What you should do: Reproduce every line from the one containing "of the doorway" through the end of the items, requests included, rescaling each answer coordinate by 0.75 and rounding it to a whole number, with halves rounded up. Leave the numbers in the requests and their format samples unchanged.

Extracted information:
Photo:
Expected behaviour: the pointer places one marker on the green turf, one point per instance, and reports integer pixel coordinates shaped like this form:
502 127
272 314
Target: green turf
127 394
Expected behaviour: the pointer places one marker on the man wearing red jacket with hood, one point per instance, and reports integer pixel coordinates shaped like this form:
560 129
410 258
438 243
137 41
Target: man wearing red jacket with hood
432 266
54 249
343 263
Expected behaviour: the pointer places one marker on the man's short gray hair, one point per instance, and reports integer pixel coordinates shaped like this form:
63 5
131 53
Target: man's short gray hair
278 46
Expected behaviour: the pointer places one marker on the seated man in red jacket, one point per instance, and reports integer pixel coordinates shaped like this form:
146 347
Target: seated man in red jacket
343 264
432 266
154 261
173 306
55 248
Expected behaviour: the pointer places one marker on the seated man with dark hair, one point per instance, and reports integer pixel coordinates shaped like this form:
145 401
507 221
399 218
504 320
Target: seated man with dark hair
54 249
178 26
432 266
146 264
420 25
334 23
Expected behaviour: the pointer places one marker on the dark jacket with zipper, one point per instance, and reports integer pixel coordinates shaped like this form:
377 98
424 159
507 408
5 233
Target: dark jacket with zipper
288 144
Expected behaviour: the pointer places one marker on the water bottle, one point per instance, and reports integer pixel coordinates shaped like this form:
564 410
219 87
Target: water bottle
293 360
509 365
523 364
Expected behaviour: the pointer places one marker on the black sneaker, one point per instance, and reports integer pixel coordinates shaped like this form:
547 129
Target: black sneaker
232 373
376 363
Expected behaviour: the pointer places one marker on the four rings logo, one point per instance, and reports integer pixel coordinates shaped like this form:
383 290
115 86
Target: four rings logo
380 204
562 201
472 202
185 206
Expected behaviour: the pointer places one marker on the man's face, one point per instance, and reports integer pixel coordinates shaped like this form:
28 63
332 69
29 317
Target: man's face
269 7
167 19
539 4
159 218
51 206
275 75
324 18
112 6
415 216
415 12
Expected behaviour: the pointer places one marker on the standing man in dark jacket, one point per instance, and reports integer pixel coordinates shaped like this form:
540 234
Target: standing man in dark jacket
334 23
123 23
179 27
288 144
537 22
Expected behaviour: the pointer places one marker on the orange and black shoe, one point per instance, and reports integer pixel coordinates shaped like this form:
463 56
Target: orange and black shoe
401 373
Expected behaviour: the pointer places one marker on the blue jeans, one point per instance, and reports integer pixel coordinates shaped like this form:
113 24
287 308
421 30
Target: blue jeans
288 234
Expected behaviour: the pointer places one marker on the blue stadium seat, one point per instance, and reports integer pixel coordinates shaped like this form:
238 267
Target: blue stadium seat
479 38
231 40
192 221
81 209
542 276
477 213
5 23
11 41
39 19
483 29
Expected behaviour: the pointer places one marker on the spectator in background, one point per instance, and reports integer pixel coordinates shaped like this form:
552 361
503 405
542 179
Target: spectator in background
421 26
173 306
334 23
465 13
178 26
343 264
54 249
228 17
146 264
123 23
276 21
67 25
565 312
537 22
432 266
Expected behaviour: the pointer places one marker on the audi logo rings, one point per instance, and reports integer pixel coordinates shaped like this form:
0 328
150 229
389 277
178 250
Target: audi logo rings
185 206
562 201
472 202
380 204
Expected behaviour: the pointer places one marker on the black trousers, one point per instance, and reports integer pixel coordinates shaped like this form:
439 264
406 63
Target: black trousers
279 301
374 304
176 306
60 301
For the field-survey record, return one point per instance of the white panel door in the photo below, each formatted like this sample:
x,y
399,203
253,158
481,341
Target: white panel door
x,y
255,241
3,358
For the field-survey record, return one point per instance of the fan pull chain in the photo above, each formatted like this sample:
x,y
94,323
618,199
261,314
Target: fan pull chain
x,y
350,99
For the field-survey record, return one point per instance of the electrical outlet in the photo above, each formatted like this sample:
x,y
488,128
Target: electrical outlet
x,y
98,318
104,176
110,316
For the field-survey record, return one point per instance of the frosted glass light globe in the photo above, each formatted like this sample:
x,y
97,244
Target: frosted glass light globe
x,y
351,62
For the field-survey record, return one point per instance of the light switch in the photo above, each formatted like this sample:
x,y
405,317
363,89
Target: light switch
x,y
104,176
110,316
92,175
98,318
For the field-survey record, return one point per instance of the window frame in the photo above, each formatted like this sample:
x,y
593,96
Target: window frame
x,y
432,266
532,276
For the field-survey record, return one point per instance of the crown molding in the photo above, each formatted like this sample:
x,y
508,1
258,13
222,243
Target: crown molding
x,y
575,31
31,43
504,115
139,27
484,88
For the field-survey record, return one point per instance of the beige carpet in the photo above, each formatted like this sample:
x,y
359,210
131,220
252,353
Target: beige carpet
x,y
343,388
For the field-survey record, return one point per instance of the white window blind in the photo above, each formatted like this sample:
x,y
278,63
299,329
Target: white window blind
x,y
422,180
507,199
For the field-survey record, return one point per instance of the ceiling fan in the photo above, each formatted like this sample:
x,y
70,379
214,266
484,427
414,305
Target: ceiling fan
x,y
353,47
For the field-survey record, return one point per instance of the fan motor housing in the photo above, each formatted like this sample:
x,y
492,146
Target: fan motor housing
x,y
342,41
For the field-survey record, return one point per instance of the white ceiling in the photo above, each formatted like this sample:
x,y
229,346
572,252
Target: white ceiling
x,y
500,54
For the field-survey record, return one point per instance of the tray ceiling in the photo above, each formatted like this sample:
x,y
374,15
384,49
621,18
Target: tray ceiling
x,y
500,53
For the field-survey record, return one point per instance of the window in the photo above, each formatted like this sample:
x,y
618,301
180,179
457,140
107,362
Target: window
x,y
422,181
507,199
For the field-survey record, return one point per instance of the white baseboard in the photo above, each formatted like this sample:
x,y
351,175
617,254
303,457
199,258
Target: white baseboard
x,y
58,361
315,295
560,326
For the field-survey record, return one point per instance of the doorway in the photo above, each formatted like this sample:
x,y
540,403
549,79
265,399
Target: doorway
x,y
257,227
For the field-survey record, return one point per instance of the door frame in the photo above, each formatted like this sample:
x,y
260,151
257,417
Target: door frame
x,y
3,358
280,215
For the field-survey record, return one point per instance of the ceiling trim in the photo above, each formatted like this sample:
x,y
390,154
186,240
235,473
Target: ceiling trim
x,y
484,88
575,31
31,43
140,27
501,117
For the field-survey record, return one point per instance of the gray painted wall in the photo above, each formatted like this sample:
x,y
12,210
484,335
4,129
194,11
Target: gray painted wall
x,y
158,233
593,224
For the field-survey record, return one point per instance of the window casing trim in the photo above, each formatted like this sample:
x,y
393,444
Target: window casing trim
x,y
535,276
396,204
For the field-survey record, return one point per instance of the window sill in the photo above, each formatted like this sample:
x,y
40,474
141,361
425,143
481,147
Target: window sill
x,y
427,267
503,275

Result below:
For the field-survey record, return one point per instance of the doorway in the photo above, each formatted like this sample:
x,y
540,403
549,79
265,399
Target: doorway
x,y
193,170
For the field-survey record, return one point per instance of the door frame in the photo above, each formatted like this sample:
x,y
260,151
257,417
Target: door frame
x,y
2,269
210,161
For the field-survey record, return one point per instance of the ceiling trim in the photo above, each formatted like this sample:
x,y
390,154
186,240
235,473
Target: ceiling trim
x,y
363,66
431,23
23,32
105,20
376,88
For the field-survey record, return one point per instance of the gray painted wall in the photo above, each formatted like this sample:
x,y
12,210
484,335
4,129
194,11
Target: gray painted wall
x,y
119,175
445,168
For the field-survey record, return one point per instance of the window casing trim in the photo above, each formatted like this sample:
x,y
393,444
Target: window casing trim
x,y
401,207
297,153
For the field-survey record, return one point per instance of the window sill in the photo above, each formatted like this sample:
x,y
40,474
141,361
425,143
481,147
Target: window sill
x,y
320,200
377,206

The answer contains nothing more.